A Berlino, dove la regia delle operazioni è stata affidata all’ex vigile del fuoco Albercht Broemme, l’uomo cui la città deve l’ospedale di emergenza da 1000 posti per i casi meno gravi di coronavirus costruito in tempo di record in alcune hall della Fiera, sono stati individuati 6 centri che dovranno provvedere alla vaccinazione delle prime 400.000 persone al ritmo di 20.000 al giorno. Le aree scelte coprono un po’ l’intera città: lo stesso ospedale nella Fiera, i vecchi aeroporti di Tegel e Tempelhof, uno stadio del ghiaccio, un velodromo, una ex area industriale riqualificata in arena per grandi eventi. Broemme assicura alla Berline Zeitung che i lavori di allestimento sono già iniziati e che i tempi verranno rispettati. Di lui ci si può fidare. Ogni centro conterrà sei postazioni di vaccinazione, mentre ogni persona dovrà mettere in conto un’ora, dal momento in cui entra nel centro a quando potrà tornarsene a casa: sono compresi i 30 minuti di attesa dopo l’iniezione per assicurarsi che non vi siano effetti collaterali immediati.

In attesa che il governo federale definisca i criteri di priorità (probabilmente verranno accolti i suggerimenti del gruppo di saggi: anziani, malati, operatori sanitari, poi personale scolastico, funzionari dei servizi essenziali come polizia e centri sanitari), Broemme ricorda che ai centri si potranno recare solo coloro che avranno ricevuto personalmente l’invito a vaccinarsi. Ma siccome non siamo nella tecnologica Asia, l’invito a presentarsi sarà costituito da una lettera cartacea e arriverà per posta. Raccolta degli elenchi, preparazione delle lettere, imbustaggio, spedizione. Una procedura elaborata, anche se la posta tedesca continua a onorare la sua fama e, normalmente, in un giorno una lettera arriva a destinazione (festività natalizie permettendo). Mentre non è ancora chiaro in che modo i malati e gli anziani con difficoltà motorie potranno raggiungere i centri e trascorrervi l’ora necessaria.

Lo sforzo organizzativo dei Länder è dunque fondamentale per la prima fase della vaccinazione, tutta incentrata sui centri, mentre solo dalla seconda, che potrebbe partire da metà gennaio ed estendersi fino ad aprile, i vaccini saranno disponibili anche dai medici di famiglia e negli ambulatori, come accade per tutti gli altri, compreso quello per l’influenza.

▶ [Dati di origine]

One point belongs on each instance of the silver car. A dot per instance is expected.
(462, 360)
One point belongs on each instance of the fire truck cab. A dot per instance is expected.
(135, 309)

▶ [Usando le informazioni]
1. Rispondi alle domande sul testo sulla vaccinazione a Berlino:
(a) Quanti centri sono stati individuati per la vaccinazione?
(b) Quanti minuti di attesa sono previsti dopo l'iniezione?
(c) In quale forma arriverà l'invito a presentarsi?
2. Stabilisci se ogni affermazione concorda con il testo sulla vaccinazione a Berlino:
(a) Ogni centro avrà dieci postazioni di vaccinazione.
(b) La seconda fase potrebbe cominciare a metà gennaio.
(c) È già chiaro come i malati e gli anziani con difficoltà motorie raggiungeranno i centri.
3. Riprendi il testo sulla vaccinazione a Berlino dopo la sua ultima frase e prosegui.
Le righe non hanno alcun ruolo in questo esercizio.

▶ [Risposte corrette]
1.
(a) Sei centri.
(b) 30 minuti.
(c) Una lettera cartacea spedita per posta.

2.
(a) No: "Ogni centro conterrà sei postazioni di vaccinazione".
(b) Sì: "potrebbe partire da metà gennaio ed estendersi fino ad aprile".
(c) No: "non è ancora chiaro in che modo i malati e gli anziani con difficoltà motorie potranno raggiungere i centri".

3.
E il capogruppo della frazione Cdu-Csu al parlamento Ralph Brinkhaus, non è affatto sicuro che nelle regioni tutto stia andando per il verso giusto. In un’intervista allo Spiegel, il politico conservatore lancia più di qualche dubbio quando rimarca, per ben due volte, che l’organizzazione logistica deve procedere in maniera rapida e convincente. “Mi auguro che i governi regionali si stiano impegnando intensamente della questione che non può essere delegata a livelli amministrativi inferiori come gli uffici sanitari”, ha detto, “la vaccinazione deve rientrare nelle responsabilità dei presidenti”. E alla domanda se non ritenga che il governo centrale debba assumere il compito della gestione, risponde: “No, ma si deve essere certi che sia possibile la vaccinazione su tutto il territorio federale, nei grandi distretti, nelle città e anche nelle aree rurali”.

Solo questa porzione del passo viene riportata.